Source material -
'''
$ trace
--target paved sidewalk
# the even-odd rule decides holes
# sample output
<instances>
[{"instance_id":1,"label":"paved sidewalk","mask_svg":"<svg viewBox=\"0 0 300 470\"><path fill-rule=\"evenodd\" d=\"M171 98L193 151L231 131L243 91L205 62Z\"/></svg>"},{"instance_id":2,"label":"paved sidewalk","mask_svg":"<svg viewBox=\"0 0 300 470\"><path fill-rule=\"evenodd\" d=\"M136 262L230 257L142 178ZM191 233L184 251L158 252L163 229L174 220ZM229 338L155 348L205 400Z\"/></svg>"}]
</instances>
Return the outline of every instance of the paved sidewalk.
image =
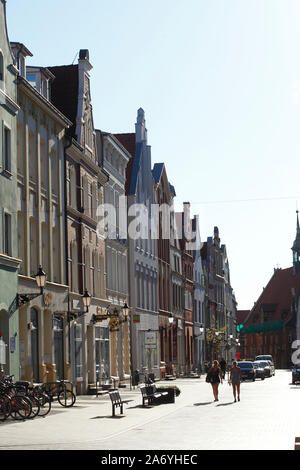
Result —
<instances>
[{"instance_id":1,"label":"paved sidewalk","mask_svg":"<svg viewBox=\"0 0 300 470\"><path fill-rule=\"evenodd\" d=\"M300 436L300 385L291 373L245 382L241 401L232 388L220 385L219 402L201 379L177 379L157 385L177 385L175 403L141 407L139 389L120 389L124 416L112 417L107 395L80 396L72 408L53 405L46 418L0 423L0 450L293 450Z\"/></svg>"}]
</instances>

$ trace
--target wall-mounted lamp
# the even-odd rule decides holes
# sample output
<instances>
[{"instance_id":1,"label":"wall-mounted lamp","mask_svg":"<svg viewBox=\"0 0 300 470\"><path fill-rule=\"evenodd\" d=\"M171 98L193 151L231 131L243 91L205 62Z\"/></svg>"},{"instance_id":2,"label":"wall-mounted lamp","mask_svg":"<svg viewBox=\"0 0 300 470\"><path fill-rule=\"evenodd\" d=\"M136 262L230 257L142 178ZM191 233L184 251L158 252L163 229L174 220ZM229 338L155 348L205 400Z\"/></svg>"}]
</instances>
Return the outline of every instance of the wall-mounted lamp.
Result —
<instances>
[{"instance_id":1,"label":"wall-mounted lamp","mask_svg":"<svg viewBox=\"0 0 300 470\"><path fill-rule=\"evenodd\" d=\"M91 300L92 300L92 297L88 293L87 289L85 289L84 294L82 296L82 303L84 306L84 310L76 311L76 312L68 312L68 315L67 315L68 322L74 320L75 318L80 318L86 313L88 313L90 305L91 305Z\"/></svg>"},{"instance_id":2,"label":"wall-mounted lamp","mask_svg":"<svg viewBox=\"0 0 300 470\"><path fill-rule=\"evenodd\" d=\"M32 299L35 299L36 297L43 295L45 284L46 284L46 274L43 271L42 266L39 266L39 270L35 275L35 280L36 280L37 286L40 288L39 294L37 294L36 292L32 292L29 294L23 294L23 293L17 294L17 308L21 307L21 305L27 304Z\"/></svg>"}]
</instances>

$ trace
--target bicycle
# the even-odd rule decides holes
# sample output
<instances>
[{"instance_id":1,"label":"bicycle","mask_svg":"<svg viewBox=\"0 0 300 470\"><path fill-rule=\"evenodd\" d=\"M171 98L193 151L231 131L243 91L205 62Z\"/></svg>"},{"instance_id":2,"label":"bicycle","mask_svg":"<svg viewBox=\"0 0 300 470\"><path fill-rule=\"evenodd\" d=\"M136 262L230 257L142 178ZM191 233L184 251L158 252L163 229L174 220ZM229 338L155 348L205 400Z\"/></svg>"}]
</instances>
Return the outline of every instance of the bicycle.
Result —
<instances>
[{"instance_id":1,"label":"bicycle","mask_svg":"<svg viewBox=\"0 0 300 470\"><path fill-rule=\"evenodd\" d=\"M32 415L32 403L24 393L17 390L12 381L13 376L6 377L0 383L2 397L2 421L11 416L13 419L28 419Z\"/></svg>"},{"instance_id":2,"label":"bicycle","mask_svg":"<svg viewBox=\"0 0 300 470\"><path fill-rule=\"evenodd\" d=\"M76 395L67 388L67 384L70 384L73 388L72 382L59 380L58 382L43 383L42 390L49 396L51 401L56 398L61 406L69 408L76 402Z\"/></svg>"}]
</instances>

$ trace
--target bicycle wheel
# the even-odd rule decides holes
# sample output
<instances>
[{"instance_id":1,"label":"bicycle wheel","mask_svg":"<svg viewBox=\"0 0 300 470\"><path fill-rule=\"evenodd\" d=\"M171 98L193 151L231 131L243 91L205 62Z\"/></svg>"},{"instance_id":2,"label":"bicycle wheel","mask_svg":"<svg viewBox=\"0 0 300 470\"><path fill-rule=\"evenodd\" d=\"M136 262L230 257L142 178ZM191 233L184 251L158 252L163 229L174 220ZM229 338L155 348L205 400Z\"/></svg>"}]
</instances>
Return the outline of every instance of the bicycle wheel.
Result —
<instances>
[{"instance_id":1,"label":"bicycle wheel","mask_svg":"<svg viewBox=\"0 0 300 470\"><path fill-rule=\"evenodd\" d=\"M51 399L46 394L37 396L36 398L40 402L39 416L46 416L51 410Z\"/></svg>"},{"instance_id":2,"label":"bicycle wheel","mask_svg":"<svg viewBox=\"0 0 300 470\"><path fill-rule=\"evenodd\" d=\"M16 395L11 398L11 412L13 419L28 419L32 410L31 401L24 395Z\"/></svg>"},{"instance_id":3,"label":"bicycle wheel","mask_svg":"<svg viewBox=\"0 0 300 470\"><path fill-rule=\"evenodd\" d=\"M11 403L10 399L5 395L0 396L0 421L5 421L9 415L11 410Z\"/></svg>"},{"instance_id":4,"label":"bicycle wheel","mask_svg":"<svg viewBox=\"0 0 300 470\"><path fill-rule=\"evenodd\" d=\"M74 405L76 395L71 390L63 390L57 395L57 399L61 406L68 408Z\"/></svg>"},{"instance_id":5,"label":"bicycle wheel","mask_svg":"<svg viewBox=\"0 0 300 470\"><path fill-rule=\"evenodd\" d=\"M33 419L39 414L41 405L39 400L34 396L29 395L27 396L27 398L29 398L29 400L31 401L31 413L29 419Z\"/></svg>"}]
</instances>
'''
The answer must be the full listing, exact in every line, with the pictures removed.

$ trace
--target paved sidewalk
# the even-odd rule decides holes
# sample output
<instances>
[{"instance_id":1,"label":"paved sidewalk","mask_svg":"<svg viewBox=\"0 0 300 470\"><path fill-rule=\"evenodd\" d=\"M171 98L193 151L231 131L243 91L205 62Z\"/></svg>"},{"instance_id":2,"label":"paved sidewalk","mask_svg":"<svg viewBox=\"0 0 300 470\"><path fill-rule=\"evenodd\" d=\"M136 262L230 257L142 178ZM191 233L184 251L158 252L163 229L174 220ZM229 338L155 348L205 400Z\"/></svg>"}]
</instances>
Return the outline of every instance of the paved sidewalk.
image =
Result —
<instances>
[{"instance_id":1,"label":"paved sidewalk","mask_svg":"<svg viewBox=\"0 0 300 470\"><path fill-rule=\"evenodd\" d=\"M300 436L300 385L291 373L245 382L241 401L232 388L220 385L219 402L201 379L177 379L157 385L177 385L175 403L141 407L139 389L120 389L124 416L112 417L107 395L80 396L72 408L53 405L46 418L0 423L0 450L293 450Z\"/></svg>"}]
</instances>

$ trace
--target wall-mounted lamp
# the even-odd rule decides holes
# sample output
<instances>
[{"instance_id":1,"label":"wall-mounted lamp","mask_svg":"<svg viewBox=\"0 0 300 470\"><path fill-rule=\"evenodd\" d=\"M171 98L193 151L231 131L243 91L205 62Z\"/></svg>"},{"instance_id":2,"label":"wall-mounted lamp","mask_svg":"<svg viewBox=\"0 0 300 470\"><path fill-rule=\"evenodd\" d=\"M136 262L230 257L142 178ZM191 233L184 251L158 252L163 229L174 220ZM229 338L155 348L205 400Z\"/></svg>"}]
</instances>
Return the outline of every instance of the wall-mounted lamp.
Result —
<instances>
[{"instance_id":1,"label":"wall-mounted lamp","mask_svg":"<svg viewBox=\"0 0 300 470\"><path fill-rule=\"evenodd\" d=\"M91 300L92 300L92 297L88 293L87 289L85 289L84 294L82 296L82 303L84 306L84 310L76 311L76 312L68 312L68 315L67 315L68 322L74 320L75 318L80 318L86 313L88 313L90 305L91 305Z\"/></svg>"},{"instance_id":2,"label":"wall-mounted lamp","mask_svg":"<svg viewBox=\"0 0 300 470\"><path fill-rule=\"evenodd\" d=\"M32 299L35 299L36 297L43 295L45 284L46 284L46 274L43 271L42 266L39 266L39 270L35 275L35 280L36 280L37 286L40 288L39 294L37 294L36 292L32 292L29 294L23 294L23 293L17 294L17 308L21 307L21 305L27 304Z\"/></svg>"}]
</instances>

$ trace
--target bicycle
# the even-odd rule decides holes
# sample output
<instances>
[{"instance_id":1,"label":"bicycle","mask_svg":"<svg viewBox=\"0 0 300 470\"><path fill-rule=\"evenodd\" d=\"M171 98L193 151L231 131L243 91L205 62Z\"/></svg>"},{"instance_id":2,"label":"bicycle","mask_svg":"<svg viewBox=\"0 0 300 470\"><path fill-rule=\"evenodd\" d=\"M136 262L230 257L142 178ZM191 233L184 251L158 252L163 229L174 220ZM229 338L155 348L205 400Z\"/></svg>"}]
</instances>
Return the outline of every instance of the bicycle.
Result —
<instances>
[{"instance_id":1,"label":"bicycle","mask_svg":"<svg viewBox=\"0 0 300 470\"><path fill-rule=\"evenodd\" d=\"M32 415L32 403L24 393L17 390L12 381L13 376L6 377L0 383L2 397L2 421L11 416L13 419L28 419Z\"/></svg>"},{"instance_id":2,"label":"bicycle","mask_svg":"<svg viewBox=\"0 0 300 470\"><path fill-rule=\"evenodd\" d=\"M76 395L67 388L67 384L70 384L73 388L72 382L59 380L58 382L43 383L42 390L49 396L51 401L56 398L61 406L69 408L76 402Z\"/></svg>"}]
</instances>

$ trace
--target bicycle wheel
# the even-odd rule decides holes
# sample output
<instances>
[{"instance_id":1,"label":"bicycle wheel","mask_svg":"<svg viewBox=\"0 0 300 470\"><path fill-rule=\"evenodd\" d=\"M171 98L193 151L231 131L243 91L205 62Z\"/></svg>"},{"instance_id":2,"label":"bicycle wheel","mask_svg":"<svg viewBox=\"0 0 300 470\"><path fill-rule=\"evenodd\" d=\"M136 262L230 257L142 178ZM191 233L184 251L158 252L163 229L174 220ZM229 338L155 348L205 400Z\"/></svg>"}]
</instances>
Return the outline of every instance of the bicycle wheel.
Result —
<instances>
[{"instance_id":1,"label":"bicycle wheel","mask_svg":"<svg viewBox=\"0 0 300 470\"><path fill-rule=\"evenodd\" d=\"M51 399L46 394L37 396L36 398L40 402L39 416L46 416L51 410Z\"/></svg>"},{"instance_id":2,"label":"bicycle wheel","mask_svg":"<svg viewBox=\"0 0 300 470\"><path fill-rule=\"evenodd\" d=\"M16 395L11 398L11 412L13 419L28 419L32 410L31 401L24 395Z\"/></svg>"},{"instance_id":3,"label":"bicycle wheel","mask_svg":"<svg viewBox=\"0 0 300 470\"><path fill-rule=\"evenodd\" d=\"M11 403L10 399L5 395L0 396L0 421L5 421L9 415L11 410Z\"/></svg>"},{"instance_id":4,"label":"bicycle wheel","mask_svg":"<svg viewBox=\"0 0 300 470\"><path fill-rule=\"evenodd\" d=\"M74 405L76 395L71 390L63 390L57 395L57 399L61 406L68 408Z\"/></svg>"},{"instance_id":5,"label":"bicycle wheel","mask_svg":"<svg viewBox=\"0 0 300 470\"><path fill-rule=\"evenodd\" d=\"M33 419L39 414L41 405L39 400L34 396L29 395L27 396L27 398L29 398L29 400L31 401L31 413L29 419Z\"/></svg>"}]
</instances>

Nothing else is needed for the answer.